— Start of Task inputs —
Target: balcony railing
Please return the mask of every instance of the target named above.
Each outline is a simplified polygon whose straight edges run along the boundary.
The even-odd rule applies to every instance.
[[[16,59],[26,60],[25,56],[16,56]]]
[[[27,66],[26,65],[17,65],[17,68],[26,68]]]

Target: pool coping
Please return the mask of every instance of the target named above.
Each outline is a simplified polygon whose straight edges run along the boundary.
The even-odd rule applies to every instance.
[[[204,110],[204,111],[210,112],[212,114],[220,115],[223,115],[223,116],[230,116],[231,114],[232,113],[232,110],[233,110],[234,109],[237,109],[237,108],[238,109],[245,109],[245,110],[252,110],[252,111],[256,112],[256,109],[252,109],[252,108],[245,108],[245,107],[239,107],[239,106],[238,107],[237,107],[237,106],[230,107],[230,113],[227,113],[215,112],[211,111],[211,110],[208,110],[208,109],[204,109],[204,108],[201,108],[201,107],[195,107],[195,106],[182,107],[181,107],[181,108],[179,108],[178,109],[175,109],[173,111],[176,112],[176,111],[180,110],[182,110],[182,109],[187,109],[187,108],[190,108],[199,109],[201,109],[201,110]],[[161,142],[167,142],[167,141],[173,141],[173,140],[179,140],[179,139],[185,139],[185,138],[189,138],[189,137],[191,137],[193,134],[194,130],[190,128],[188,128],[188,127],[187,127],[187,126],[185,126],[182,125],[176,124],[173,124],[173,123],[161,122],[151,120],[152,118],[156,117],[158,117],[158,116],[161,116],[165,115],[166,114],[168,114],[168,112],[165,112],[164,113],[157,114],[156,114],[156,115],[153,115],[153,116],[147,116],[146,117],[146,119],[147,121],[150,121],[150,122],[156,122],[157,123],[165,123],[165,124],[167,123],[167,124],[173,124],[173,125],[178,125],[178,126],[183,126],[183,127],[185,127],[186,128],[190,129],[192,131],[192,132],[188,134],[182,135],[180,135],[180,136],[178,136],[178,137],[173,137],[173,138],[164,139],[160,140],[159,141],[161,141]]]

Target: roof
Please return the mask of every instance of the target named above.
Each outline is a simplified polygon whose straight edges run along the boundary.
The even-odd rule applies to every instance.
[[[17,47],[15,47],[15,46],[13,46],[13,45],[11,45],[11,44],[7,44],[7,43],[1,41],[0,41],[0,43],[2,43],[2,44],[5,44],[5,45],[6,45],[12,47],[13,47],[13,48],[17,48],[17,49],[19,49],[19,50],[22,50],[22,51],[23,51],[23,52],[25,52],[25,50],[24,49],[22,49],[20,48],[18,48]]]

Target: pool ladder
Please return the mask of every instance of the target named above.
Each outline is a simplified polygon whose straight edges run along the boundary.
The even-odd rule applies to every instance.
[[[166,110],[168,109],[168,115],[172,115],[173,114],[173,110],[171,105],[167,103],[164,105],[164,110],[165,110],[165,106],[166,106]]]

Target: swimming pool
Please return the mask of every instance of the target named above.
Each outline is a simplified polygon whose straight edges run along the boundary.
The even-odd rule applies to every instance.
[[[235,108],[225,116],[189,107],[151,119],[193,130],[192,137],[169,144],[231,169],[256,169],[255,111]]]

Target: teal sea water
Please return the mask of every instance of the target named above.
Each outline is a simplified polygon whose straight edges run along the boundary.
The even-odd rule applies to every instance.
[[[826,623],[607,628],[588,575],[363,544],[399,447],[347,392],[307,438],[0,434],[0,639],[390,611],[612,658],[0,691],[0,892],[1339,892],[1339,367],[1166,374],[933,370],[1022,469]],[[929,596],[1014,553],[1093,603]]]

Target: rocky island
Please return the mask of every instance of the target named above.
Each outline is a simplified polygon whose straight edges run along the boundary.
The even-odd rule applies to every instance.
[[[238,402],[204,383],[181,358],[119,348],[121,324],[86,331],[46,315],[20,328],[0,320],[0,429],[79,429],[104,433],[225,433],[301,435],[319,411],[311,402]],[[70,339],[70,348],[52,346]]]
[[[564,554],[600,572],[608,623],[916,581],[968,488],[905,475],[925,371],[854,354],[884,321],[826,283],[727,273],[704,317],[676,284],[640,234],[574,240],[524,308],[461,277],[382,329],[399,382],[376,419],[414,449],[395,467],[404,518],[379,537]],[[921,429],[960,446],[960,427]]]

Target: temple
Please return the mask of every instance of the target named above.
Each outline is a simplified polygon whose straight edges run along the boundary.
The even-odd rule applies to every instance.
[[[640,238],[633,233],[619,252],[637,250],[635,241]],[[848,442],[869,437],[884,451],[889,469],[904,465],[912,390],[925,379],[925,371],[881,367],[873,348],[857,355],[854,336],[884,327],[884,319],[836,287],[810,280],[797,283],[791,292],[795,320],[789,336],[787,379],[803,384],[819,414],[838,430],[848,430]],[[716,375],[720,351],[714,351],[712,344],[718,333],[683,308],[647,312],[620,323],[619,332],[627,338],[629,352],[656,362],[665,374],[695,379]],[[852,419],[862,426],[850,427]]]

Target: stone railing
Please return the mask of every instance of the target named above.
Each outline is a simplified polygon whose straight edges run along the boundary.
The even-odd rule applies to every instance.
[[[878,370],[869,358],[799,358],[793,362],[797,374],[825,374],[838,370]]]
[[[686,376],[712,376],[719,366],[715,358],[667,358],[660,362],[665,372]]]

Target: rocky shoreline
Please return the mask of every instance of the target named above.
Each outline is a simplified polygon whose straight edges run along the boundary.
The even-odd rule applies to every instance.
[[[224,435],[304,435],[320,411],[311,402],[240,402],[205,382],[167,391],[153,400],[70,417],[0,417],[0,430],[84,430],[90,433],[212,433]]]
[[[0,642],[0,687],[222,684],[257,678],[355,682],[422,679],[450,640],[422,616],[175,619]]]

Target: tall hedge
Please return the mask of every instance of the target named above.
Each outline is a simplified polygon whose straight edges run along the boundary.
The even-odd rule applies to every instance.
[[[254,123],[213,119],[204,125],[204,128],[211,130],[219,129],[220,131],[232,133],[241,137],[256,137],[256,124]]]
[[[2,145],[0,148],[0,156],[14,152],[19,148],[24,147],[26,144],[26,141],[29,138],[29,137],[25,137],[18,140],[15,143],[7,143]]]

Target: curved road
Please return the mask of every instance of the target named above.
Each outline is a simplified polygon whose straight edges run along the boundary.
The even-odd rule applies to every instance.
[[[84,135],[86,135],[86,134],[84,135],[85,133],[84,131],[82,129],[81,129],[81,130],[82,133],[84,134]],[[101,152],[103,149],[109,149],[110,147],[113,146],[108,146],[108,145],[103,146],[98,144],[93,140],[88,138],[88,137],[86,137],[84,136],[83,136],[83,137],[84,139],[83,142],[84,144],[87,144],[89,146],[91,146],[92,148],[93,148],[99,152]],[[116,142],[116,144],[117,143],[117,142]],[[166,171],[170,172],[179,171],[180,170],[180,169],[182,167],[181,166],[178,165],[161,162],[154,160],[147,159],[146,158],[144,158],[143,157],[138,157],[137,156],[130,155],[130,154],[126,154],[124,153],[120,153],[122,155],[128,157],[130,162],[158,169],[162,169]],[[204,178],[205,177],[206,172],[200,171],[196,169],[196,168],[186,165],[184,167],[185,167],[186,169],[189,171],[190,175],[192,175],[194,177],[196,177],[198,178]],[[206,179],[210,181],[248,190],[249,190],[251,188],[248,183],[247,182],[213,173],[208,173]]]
— End of Task inputs —
_Aim of the exercise:_ Copy all of the records above line for line, without changing a single character.

_Worked answer:_
Target: balcony railing
Please return the mask of every instance of the target named above.
Each outline is a simplified polygon whose straight edges run along the boundary.
The even-odd rule applies to every instance.
[[[16,59],[26,60],[25,56],[16,56]]]
[[[27,66],[26,65],[17,65],[17,68],[26,68]]]

Target: pool coping
Please return the mask of every instance of the target named above.
Each outline is a simplified polygon whose straight edges run along the boundary.
The even-odd rule applies to every instance.
[[[204,110],[204,111],[210,112],[212,114],[220,115],[223,115],[223,116],[230,116],[231,114],[232,113],[232,110],[233,110],[234,109],[237,109],[237,108],[238,109],[245,109],[245,110],[252,110],[252,111],[256,112],[256,109],[252,109],[252,108],[245,108],[245,107],[239,107],[239,106],[238,107],[237,107],[237,106],[230,107],[230,113],[227,113],[215,112],[211,111],[211,110],[208,110],[208,109],[204,109],[204,108],[201,108],[201,107],[195,107],[195,106],[182,107],[181,107],[181,108],[179,108],[178,109],[175,109],[173,111],[176,112],[176,111],[180,110],[182,110],[182,109],[187,109],[187,108],[190,108],[199,109],[201,109],[201,110]],[[161,142],[167,142],[167,141],[173,141],[173,140],[179,140],[179,139],[185,139],[185,138],[189,138],[189,137],[191,137],[193,134],[194,130],[190,128],[188,128],[188,127],[187,127],[187,126],[185,126],[182,125],[176,124],[173,124],[173,123],[161,122],[151,120],[152,118],[156,117],[158,117],[158,116],[161,116],[165,115],[166,114],[168,114],[168,112],[165,112],[164,113],[157,114],[156,114],[156,115],[153,115],[153,116],[147,116],[146,117],[146,119],[147,121],[150,121],[150,122],[156,122],[157,123],[165,123],[165,124],[167,123],[167,124],[173,124],[173,125],[178,125],[178,126],[183,126],[183,127],[185,127],[186,128],[190,129],[192,131],[192,132],[188,134],[182,135],[180,135],[180,136],[178,136],[178,137],[173,137],[173,138],[164,139],[160,140],[159,141],[161,141]]]

Target: roof
Please return the mask of every instance of the target named above.
Each outline is a simplified polygon whose straight edges run along the boundary.
The even-odd rule applies to every instance.
[[[17,47],[15,47],[15,46],[13,46],[13,45],[11,45],[11,44],[7,44],[7,43],[1,41],[0,41],[0,43],[2,43],[2,44],[5,44],[5,45],[6,45],[12,47],[13,47],[13,48],[17,48],[17,49],[19,49],[19,50],[22,50],[22,51],[23,51],[23,52],[25,52],[25,50],[24,49],[22,49],[20,48],[18,48]]]

Target: pool ladder
Please return the mask of every instance of the target named above.
Each outline is a simplified polygon whose straight edges run along the boundary.
The even-odd rule applies to every instance.
[[[166,110],[168,109],[168,115],[172,115],[173,114],[173,110],[171,105],[167,103],[164,105],[164,110],[165,110],[165,106],[166,106]]]

Target: swimming pool
Please return the mask of every instance of the target named above.
Each outline is a simplified polygon whose straight edges run along the boundary.
The even-odd rule applies to every instance.
[[[235,108],[225,116],[189,107],[151,119],[193,130],[192,137],[169,144],[231,169],[256,169],[255,111]]]

Target: teal sea water
Please return the mask of every instance of the target named above.
Each outline is a simplified polygon whose straight edges run along the boundary.
The even-odd rule applies to every instance.
[[[826,623],[607,628],[588,575],[363,544],[399,447],[347,392],[307,438],[0,434],[0,639],[390,611],[612,658],[0,691],[0,892],[1339,892],[1339,367],[1166,374],[933,370],[1022,469]],[[929,596],[1014,553],[1093,603]]]

Target: rocky island
Please return the mask of every instance of the target named above.
Each outline is a simplified polygon whose straight edges run along the boundary.
The even-odd rule applies to every instance.
[[[238,402],[204,383],[181,358],[119,348],[121,324],[86,331],[46,315],[20,328],[0,320],[0,429],[79,429],[104,433],[225,433],[301,435],[319,411],[311,402]],[[70,339],[70,348],[52,346]]]
[[[564,554],[600,572],[608,623],[916,581],[968,488],[905,475],[925,371],[854,354],[884,321],[826,283],[727,273],[704,317],[676,284],[640,234],[574,240],[524,308],[461,277],[382,329],[399,382],[376,419],[414,449],[395,467],[404,518],[379,537]],[[921,429],[960,446],[960,427]]]

Target: temple
Please return the mask of every instance of the target named above.
Each outline is a simplified polygon whose straight edges run along the boundary.
The even-odd rule applies to every instance.
[[[640,238],[633,233],[619,252],[637,250],[635,241]],[[848,442],[869,437],[884,451],[889,469],[904,465],[912,390],[925,379],[925,371],[881,367],[873,348],[857,355],[854,336],[884,327],[884,319],[836,287],[810,280],[797,283],[791,292],[795,320],[789,336],[787,379],[803,384],[819,414],[838,430],[848,430]],[[716,375],[720,351],[714,351],[712,344],[718,333],[683,308],[647,312],[620,323],[619,332],[627,338],[629,352],[656,362],[665,374],[695,379]],[[852,419],[862,426],[850,427]]]

Target: stone railing
Please return the mask of every instance of the target named above.
Each outline is a simplified polygon whose straight edges run along the boundary.
The even-odd rule applies to every instance.
[[[878,370],[869,358],[799,358],[793,362],[797,374],[825,374],[838,370]]]
[[[686,376],[712,376],[719,366],[715,358],[667,358],[660,362],[665,372]]]

Target: rocky shoreline
Please return the mask of every instance of the target named above.
Each outline is a simplified polygon whose straight edges run along the boundary.
The even-odd rule applies to every instance.
[[[224,435],[304,435],[320,411],[311,402],[240,402],[205,382],[167,391],[153,400],[70,417],[0,417],[0,430],[84,430],[90,433],[212,433]]]
[[[0,642],[0,687],[222,684],[257,678],[355,682],[422,679],[450,640],[422,616],[175,619]]]

Target: tall hedge
Please return the mask of every instance of the target named above.
Each outline is a simplified polygon whose straight edges run along the boundary.
The even-odd rule applies to every instance.
[[[254,123],[213,119],[204,125],[204,128],[211,130],[219,129],[220,131],[232,133],[241,137],[256,137],[256,124]]]
[[[2,145],[0,148],[0,156],[14,152],[19,148],[24,147],[26,144],[26,141],[29,138],[29,137],[25,137],[18,140],[15,143],[7,143]]]

Target: curved road
Please return the mask of every instance of the target named above.
Each outline is a simplified polygon whose straight edges run along the boundary.
The even-odd rule applies to every instance.
[[[84,135],[86,135],[86,134],[84,135],[85,133],[84,131],[82,129],[81,129],[81,130],[82,133],[84,134]],[[101,152],[103,149],[109,149],[110,147],[113,146],[108,146],[108,145],[103,146],[98,144],[93,140],[88,138],[88,137],[86,137],[84,136],[83,136],[83,137],[84,139],[83,142],[84,144],[87,144],[89,146],[91,146],[92,148],[93,148],[99,152]],[[116,142],[116,144],[117,143],[117,142]],[[166,171],[170,172],[179,171],[180,170],[180,169],[182,167],[181,166],[178,165],[161,162],[154,160],[147,159],[146,158],[144,158],[143,157],[138,157],[137,156],[130,155],[130,154],[126,154],[124,153],[120,153],[122,155],[128,157],[130,162],[158,169],[162,169]],[[204,178],[205,177],[206,172],[200,171],[196,169],[196,168],[186,165],[184,167],[185,167],[186,169],[189,171],[190,175],[192,175],[194,177],[196,177],[198,178]],[[206,179],[210,181],[248,190],[249,190],[251,188],[248,183],[247,182],[213,173],[208,173]]]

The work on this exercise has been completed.